_OBJECTIVE 1_
From the listing below, pull out every line that contains the string "hazy".

_TEXT_
3.4. Coating Mass of PDA@BN-TiO2 Phosphate Coating

Steel specimens were submerged in a phosphating bath with different concentrations of PDA@BN-TiO2 (0.3 g/L to 1.2 g/L) for 20 min at 40 °C, and the integrity and thickness of the phosphate-silane coatings were assessed by the mass per unit area (MPA). The MPA can be measured by chemically removing the phosphate coatings and calculating the weight loss. It was observed that the MPA was significantly improved by adding PDA@BN/TiO2 nanohybrids into the zinc phosphating bath, up to 38.2 g/m2, as shown in Figure 5. The MPA of PBT-0 coatings was 25.4 g/m2. In contrast, the values of PBT-0.9 and PBT-1.2 decreased to 32.14 g/m2 and 31.49 g/m2 respectively. This observation resulted in the rapid formation of phosphate crystallization due to the PDA@BN-TiO2 nanohybrids.
Consequently, PBT nanohybrids could be eco-friendly catalysts for manufacturing phosphate-silane composite coatings. However, a decrease in coating weight was seen with increasing concentration of PBT, as shown in Figure 5. All measurements were performed three times, and average values were used. Hence, it can be concluded that the PDA@BN-TiO2 nanohybrids are effective non-chemical accelerators for fabricating wide-scale phosphate-silane coatings at low temperatures.
We have concluded that PBT-0.3 is ideal for creating a phosphate-silane coating, as the two factors—coating thickness and weight—are generally proportional, with an approximate ratio of 1 μm to 1.5–2 g−2 [1]. The research thus indicates that a more substantial and reliable phosphate-silane coating can be produced by integrating PDA@BN-TiO2 nanohybrids into the zinc-phosphating bath at a lower temperature than unmodified coatings.

_AVAILABLE RECORDS_
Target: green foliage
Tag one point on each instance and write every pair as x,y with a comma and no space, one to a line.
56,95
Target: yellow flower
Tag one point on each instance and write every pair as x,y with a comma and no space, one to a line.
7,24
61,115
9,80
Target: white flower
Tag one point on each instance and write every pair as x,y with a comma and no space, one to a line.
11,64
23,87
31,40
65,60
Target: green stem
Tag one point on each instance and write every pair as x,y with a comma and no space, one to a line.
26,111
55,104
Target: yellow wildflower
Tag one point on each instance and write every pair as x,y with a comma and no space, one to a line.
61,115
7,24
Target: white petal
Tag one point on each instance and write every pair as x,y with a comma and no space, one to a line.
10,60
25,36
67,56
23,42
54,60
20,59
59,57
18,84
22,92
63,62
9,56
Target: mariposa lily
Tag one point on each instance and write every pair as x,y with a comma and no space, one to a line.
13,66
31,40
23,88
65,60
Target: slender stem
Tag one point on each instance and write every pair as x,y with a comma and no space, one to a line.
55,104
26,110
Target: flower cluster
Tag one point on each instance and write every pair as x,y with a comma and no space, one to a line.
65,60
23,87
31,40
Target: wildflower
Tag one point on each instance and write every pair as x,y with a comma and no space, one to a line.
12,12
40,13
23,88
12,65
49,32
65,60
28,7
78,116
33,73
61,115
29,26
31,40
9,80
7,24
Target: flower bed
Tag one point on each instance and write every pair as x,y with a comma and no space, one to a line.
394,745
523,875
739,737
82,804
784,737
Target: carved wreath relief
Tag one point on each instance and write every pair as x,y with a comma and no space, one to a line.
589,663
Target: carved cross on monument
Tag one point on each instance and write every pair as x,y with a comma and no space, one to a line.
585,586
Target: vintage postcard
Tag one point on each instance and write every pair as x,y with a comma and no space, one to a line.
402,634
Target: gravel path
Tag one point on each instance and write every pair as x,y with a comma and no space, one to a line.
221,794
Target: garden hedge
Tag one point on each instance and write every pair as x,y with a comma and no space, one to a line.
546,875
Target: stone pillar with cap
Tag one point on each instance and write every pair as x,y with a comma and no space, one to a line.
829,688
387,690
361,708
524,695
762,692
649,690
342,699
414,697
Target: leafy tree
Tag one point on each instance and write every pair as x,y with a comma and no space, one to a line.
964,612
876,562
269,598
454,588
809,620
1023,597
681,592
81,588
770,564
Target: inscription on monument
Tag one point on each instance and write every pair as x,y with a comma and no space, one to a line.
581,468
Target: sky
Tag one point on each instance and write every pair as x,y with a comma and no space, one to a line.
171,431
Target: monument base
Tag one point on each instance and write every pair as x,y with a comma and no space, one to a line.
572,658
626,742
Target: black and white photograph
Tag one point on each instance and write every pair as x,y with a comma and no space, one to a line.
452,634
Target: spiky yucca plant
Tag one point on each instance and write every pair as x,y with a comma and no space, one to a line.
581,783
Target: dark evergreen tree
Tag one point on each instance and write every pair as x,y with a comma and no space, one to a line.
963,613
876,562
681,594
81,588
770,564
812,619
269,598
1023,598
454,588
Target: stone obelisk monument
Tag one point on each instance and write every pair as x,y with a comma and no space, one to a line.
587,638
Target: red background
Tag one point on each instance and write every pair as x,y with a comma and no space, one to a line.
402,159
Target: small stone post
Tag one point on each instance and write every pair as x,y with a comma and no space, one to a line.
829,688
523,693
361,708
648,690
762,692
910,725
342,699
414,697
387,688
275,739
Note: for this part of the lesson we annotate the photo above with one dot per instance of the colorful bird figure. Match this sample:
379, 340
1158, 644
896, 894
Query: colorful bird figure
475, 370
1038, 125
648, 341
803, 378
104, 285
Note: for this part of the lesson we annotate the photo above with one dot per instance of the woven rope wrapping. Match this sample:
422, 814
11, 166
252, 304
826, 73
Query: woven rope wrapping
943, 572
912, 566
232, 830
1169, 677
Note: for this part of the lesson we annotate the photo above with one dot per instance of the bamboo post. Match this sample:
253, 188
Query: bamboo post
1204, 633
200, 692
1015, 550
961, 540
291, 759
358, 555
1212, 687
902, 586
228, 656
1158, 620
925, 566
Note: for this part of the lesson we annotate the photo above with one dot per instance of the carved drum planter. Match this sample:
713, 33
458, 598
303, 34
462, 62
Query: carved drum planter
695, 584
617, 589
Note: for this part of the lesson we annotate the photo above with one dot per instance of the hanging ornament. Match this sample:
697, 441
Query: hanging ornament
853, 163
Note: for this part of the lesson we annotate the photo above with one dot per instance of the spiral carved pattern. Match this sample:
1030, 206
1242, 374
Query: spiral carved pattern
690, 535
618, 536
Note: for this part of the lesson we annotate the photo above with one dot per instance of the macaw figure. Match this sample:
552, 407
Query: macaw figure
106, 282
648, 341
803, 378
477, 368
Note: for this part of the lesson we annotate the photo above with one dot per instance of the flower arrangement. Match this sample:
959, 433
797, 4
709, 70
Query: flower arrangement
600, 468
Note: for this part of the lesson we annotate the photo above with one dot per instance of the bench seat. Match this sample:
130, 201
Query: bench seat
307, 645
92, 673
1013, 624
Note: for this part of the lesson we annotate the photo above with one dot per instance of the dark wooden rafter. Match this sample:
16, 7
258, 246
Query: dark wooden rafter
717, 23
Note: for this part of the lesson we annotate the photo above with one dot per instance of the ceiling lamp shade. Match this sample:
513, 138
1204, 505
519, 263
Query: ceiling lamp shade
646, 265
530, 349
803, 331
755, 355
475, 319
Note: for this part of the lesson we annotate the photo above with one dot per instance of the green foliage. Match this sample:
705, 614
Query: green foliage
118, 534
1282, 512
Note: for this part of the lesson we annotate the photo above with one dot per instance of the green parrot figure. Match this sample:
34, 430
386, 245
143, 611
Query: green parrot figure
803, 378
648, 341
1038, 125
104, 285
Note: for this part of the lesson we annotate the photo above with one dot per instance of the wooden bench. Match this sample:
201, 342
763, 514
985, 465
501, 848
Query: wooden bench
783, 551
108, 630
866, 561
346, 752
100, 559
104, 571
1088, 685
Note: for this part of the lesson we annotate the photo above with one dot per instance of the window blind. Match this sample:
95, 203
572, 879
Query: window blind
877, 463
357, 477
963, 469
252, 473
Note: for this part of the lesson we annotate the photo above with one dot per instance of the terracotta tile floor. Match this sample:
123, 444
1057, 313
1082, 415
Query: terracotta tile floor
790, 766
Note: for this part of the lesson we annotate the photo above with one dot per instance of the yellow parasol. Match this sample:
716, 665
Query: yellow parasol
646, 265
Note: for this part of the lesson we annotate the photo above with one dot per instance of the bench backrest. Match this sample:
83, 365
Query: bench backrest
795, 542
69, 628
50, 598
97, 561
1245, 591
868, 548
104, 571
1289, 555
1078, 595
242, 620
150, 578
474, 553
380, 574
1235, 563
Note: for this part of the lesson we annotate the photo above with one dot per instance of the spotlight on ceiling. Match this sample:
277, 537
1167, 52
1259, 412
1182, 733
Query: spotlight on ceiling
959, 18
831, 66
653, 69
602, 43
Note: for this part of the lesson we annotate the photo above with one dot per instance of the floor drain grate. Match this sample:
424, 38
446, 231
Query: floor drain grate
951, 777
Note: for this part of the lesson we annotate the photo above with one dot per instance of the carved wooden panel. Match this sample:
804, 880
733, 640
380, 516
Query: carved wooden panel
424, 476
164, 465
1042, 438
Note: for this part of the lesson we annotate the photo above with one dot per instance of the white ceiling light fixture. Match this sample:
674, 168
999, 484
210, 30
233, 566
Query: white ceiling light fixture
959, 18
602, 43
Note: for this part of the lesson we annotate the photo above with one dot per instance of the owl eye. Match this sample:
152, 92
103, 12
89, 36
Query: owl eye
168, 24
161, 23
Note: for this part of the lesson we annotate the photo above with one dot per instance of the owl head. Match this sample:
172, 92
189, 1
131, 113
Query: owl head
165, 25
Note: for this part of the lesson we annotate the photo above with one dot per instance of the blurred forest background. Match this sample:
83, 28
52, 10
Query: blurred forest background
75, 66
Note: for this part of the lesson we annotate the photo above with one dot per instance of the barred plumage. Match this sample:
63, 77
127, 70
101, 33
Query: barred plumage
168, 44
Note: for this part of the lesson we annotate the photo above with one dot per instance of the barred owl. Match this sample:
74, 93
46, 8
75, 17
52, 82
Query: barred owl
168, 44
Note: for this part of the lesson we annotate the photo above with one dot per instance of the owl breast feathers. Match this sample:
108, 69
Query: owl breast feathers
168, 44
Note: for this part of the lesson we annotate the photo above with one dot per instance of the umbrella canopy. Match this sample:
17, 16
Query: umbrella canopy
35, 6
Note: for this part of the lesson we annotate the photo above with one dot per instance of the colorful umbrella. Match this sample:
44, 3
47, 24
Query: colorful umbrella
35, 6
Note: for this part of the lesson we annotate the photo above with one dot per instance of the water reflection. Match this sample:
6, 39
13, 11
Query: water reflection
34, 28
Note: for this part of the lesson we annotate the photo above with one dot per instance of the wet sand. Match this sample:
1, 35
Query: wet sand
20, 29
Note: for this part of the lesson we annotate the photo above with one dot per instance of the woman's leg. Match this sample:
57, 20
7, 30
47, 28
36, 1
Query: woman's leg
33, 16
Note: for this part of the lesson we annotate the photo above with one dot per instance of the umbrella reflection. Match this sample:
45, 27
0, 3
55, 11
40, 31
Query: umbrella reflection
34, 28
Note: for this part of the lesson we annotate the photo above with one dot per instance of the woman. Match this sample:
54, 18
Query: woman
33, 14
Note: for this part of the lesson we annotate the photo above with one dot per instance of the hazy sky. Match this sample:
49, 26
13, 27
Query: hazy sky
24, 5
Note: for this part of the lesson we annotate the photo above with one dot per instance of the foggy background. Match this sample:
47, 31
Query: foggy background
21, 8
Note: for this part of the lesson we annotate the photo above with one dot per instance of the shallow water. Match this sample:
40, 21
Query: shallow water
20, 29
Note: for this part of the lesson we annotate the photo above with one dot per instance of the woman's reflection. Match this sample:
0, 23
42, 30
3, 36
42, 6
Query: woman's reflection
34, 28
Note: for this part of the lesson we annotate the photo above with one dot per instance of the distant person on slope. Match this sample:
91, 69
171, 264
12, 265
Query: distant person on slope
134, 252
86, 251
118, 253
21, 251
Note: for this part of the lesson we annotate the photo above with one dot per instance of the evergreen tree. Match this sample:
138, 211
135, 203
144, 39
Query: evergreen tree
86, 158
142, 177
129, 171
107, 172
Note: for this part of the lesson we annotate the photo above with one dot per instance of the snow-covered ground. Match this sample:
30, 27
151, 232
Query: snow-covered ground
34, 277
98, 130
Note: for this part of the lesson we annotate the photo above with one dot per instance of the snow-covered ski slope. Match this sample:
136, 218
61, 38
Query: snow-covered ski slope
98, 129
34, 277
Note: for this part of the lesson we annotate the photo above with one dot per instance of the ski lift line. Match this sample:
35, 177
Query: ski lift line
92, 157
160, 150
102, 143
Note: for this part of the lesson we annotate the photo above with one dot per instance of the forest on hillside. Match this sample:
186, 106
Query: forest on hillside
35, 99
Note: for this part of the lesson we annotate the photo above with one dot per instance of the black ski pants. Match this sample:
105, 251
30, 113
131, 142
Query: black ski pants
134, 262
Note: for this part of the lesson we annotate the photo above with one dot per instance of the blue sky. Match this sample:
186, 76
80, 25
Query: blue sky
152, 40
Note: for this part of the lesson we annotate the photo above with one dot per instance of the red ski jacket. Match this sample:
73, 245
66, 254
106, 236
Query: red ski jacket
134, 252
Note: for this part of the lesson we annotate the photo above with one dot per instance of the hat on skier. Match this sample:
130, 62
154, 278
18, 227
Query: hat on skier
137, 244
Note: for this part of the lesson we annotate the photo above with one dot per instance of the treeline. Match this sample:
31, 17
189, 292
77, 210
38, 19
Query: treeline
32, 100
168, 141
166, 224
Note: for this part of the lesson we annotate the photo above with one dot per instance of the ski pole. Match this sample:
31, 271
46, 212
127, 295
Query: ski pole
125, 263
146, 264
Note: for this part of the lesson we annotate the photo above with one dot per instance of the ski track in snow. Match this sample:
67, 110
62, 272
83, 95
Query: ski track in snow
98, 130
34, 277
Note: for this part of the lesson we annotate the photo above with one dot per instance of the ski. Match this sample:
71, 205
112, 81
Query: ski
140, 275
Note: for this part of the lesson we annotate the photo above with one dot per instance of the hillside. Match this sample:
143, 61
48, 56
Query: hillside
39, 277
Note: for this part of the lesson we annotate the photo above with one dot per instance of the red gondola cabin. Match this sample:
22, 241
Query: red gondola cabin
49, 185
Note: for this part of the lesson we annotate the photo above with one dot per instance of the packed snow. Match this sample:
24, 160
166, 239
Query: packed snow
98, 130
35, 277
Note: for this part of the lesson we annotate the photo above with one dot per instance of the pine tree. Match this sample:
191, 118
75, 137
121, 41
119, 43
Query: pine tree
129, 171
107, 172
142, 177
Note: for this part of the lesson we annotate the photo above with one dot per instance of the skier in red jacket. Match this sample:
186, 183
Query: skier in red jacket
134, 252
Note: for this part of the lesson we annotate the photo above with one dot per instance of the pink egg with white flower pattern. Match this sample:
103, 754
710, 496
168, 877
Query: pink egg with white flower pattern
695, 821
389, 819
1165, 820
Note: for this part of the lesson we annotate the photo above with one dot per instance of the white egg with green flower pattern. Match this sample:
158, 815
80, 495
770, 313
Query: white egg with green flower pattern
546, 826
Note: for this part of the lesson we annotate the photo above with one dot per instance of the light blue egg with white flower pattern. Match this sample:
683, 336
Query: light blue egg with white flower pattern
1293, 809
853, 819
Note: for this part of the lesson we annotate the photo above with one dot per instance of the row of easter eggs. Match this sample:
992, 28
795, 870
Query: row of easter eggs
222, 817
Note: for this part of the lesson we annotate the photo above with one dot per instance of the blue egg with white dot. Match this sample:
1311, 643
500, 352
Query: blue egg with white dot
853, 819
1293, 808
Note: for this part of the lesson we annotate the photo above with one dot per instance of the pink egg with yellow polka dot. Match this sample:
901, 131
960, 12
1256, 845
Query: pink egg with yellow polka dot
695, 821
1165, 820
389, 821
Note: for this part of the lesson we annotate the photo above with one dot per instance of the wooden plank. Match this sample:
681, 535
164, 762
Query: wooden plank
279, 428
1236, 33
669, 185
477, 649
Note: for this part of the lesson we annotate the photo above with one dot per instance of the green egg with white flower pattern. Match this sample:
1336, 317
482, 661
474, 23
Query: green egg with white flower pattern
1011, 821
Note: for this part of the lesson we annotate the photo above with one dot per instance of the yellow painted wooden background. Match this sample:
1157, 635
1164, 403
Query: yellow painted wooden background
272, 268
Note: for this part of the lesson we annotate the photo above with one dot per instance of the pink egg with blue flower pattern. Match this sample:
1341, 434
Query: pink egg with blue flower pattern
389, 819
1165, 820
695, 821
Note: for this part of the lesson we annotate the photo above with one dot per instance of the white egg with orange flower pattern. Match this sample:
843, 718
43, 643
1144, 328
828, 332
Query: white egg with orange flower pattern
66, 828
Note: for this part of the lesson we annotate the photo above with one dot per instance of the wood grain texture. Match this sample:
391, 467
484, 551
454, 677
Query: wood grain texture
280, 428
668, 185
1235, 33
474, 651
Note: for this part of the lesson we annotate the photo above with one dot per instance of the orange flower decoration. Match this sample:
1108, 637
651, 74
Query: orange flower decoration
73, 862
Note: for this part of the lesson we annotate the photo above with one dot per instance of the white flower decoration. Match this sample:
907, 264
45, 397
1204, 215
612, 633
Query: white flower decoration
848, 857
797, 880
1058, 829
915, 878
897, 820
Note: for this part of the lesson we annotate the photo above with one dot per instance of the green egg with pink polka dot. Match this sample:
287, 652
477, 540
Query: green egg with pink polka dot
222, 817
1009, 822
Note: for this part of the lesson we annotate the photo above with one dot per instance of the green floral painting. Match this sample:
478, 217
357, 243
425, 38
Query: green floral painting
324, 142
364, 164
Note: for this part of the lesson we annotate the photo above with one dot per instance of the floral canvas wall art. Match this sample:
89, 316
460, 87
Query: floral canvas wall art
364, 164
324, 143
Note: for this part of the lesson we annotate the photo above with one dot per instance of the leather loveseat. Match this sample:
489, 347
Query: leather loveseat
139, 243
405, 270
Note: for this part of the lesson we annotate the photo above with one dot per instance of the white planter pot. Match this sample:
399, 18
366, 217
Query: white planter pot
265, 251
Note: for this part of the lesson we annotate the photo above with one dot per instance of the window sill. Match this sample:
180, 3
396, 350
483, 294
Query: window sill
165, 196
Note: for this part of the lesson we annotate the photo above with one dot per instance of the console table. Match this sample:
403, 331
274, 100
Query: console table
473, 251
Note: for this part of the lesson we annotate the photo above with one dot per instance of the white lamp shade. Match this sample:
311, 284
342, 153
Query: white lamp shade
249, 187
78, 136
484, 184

_OBJECTIVE 2_
According to the coating-mass passage above, what was the mass per unit area of the PBT-0 coatings?

_EXPECTED OUTPUT 1_
Note: for this part of the lesson we annotate the photo above with one dot per instance of the hazy sky. Match this sample:
Query: hazy sky

_EXPECTED OUTPUT 2_
25.4 g/m2